----- Extrait à lire -----

Va-t-on un jour pouvoir prédire le risque de développer certains troubles et maladies avant même que les premiers symptômes n’aient fait leur apparition ? C’est la prouesse qu’affirment pouvoir bientôt réaliser des chercheurs de l’Université de Copenhague, au Danemark.
Dans une nouvelle étude publiée dans le Canadian Medical Association Journal (CMAJ), l’équipe de chercheurs affirme être en mesure de prédire sur dix ans l’apparition de la démence, une maladie neurodégénérative liée à l’âge et qui affecte les fonctions cérébrales, en particulier la mémoire, l’attention et le langage. La maladie d’Alzheimer, qui touche près de 900 000 personnes en France, est la forme la plus courante de démence liée à l’âge. C’est aussi, pour l’heure, une maladie incurable.
Une étude à large cohorte
Pour parvenir à mettre au point l’algorithme, les chercheurs danois ont d’abord identifié que l’âge, mais aussi le sexe, aidaient à déterminer le risque de développer une démence sur 10 ans. Ils ont aussi pris en compte les variations communes du gène APOE. Celles-ci sont considérées comme un facteur de risque génétique important de la maladie d’Alzheimer puisque le dysfonctionnement du gène entraîne l’accumulation des plaques amyloïdes au sein du tissu cérébral.
Après avoir identifié ces facteurs de risque, les scientifiques les ont confrontés aux données portant sur 104 537 personnes résidant à Copenhague. Pendant plusieurs décennies, ces participants se sont pliés à des tests afin de mesurer leur risque de développer une démence : d’abord entre 1976 et 1978, puis au début des années 1980, des années 1990 et enfin dans les années 2000.
Les chercheurs ont aussi interrogé les volontaires sur leur mode de vie, ont procédé à des examens physiques et ont prélevé des échantillons de sang. Les participants à l’étude ont ensuite été répartis en trois groupes d’âge.
Un tiers des cas de démence sont évitables
Pour le Dr Ruth Frikke-Schmidt, professeure au département de biochimie clinique de l’Université de Copenhague, les résultats mis en lumière prouvent qu’au moins "un tiers des cas de démence pourraient être évités".
D’après les résultats, le risque de développer une démence chez les femmes ayant la soixantaine était de 7% contre 6% pour les hommes. Dans la décennie qui a suivi leur 70e anniversaire, leur risque est passé à 16% et 12% respectivement, pour atteindre 24% et 19% chez les personnes âgées de 80 ans et plus.
"Les estimations du risque absolu de démence par âge, sexe et variation commune du gène APOE sur 10 ans pourraient permettre d'identifier des personnes à haut risque pour des interventions préventives ciblées précoces", affirment les auteurs, qui aimeraient que leurs travaux servent à mieux prévenir le risque de développer une démence en ciblant particulièrement les personnes à risque.

-----

■ Consigne A ■
D'après l'extrait, combien de personnes résidant à Copenhague figuraient dans les données utilisées par les chercheurs ?
■ Consigne B ■
Mettez à jour le passage de l'extrait allant de « Les chercheurs ont » jusqu'à « ans et plus. » inclus, en remplaçant « volontaires » par « participants ».

----- Données affichées -----

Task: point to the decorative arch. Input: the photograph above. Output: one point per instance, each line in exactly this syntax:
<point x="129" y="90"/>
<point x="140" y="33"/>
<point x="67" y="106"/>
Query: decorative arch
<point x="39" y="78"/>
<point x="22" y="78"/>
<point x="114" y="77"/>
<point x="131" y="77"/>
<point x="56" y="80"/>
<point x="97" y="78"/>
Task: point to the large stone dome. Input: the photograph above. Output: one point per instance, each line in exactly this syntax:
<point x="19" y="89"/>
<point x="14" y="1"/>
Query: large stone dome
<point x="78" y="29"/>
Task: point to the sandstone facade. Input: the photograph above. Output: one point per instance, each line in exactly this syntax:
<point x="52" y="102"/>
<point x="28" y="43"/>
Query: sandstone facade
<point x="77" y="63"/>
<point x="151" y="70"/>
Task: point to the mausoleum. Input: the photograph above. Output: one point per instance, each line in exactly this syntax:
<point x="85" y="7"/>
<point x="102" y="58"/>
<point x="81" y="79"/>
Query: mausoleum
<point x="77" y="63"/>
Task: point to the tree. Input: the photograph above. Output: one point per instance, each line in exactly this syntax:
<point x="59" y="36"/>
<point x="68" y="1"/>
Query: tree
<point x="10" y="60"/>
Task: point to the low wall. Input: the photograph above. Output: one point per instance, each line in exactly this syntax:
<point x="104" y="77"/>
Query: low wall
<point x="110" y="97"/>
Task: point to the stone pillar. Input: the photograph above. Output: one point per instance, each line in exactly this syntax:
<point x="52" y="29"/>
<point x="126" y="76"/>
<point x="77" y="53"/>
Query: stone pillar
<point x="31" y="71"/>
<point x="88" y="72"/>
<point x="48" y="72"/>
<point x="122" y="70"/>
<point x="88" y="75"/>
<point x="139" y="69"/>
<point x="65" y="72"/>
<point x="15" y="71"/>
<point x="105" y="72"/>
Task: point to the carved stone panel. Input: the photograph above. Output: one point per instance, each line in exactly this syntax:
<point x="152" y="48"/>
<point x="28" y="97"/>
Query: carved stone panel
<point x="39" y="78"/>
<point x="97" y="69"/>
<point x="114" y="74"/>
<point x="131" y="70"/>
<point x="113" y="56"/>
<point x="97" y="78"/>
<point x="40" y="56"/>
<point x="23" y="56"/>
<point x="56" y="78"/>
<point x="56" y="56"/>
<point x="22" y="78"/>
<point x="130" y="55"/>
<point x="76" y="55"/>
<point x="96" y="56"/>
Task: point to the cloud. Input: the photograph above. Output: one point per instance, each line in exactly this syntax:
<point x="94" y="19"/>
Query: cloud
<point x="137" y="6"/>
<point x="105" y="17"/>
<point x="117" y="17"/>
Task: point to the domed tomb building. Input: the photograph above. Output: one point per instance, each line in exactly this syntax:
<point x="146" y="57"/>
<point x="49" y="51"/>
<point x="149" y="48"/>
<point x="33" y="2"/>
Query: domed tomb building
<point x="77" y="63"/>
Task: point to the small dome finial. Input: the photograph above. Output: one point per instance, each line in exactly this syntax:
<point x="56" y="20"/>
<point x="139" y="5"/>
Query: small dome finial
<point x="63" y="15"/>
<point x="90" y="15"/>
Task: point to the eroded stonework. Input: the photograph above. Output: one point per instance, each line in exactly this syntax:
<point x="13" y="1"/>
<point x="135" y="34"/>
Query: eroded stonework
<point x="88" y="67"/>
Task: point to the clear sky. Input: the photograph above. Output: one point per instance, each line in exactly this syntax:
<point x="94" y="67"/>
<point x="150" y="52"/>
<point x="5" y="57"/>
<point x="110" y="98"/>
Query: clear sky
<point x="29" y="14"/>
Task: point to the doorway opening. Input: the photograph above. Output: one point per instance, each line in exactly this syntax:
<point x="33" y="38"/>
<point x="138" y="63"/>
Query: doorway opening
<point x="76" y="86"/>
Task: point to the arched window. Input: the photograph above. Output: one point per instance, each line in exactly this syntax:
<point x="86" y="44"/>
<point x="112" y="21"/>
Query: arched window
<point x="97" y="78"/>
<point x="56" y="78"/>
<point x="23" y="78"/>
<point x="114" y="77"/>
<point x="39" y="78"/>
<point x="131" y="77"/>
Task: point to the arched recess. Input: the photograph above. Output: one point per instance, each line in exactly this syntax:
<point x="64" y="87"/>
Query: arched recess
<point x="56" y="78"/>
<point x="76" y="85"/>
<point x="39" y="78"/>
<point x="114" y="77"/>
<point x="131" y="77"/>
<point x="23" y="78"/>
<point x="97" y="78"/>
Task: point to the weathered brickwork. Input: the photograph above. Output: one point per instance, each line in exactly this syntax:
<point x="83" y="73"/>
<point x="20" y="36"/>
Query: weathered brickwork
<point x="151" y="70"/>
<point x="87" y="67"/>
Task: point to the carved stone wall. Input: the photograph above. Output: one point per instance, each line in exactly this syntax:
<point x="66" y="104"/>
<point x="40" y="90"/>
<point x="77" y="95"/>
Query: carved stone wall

-----

■ Corrigé A ■
104 537 personnes.

■ Corrigé B ■
Les chercheurs ont aussi interrogé les participants sur leur mode de vie, ont procédé à des examens physiques et ont prélevé des échantillons de sang. Les participants à l’étude ont ensuite été répartis en trois groupes d’âge.
Un tiers des cas de démence sont évitables
Pour le Dr Ruth Frikke-Schmidt, professeure au département de biochimie clinique de l’Université de Copenhague, les résultats mis en lumière prouvent qu’au moins "un tiers des cas de démence pourraient être évités".
D’après les résultats, le risque de développer une démence chez les femmes ayant la soixantaine était de 7% contre 6% pour les hommes. Dans la décennie qui a suivi leur 70e anniversaire, leur risque est passé à 16% et 12% respectivement, pour atteindre 24% et 19% chez les personnes âgées de 80 ans et plus.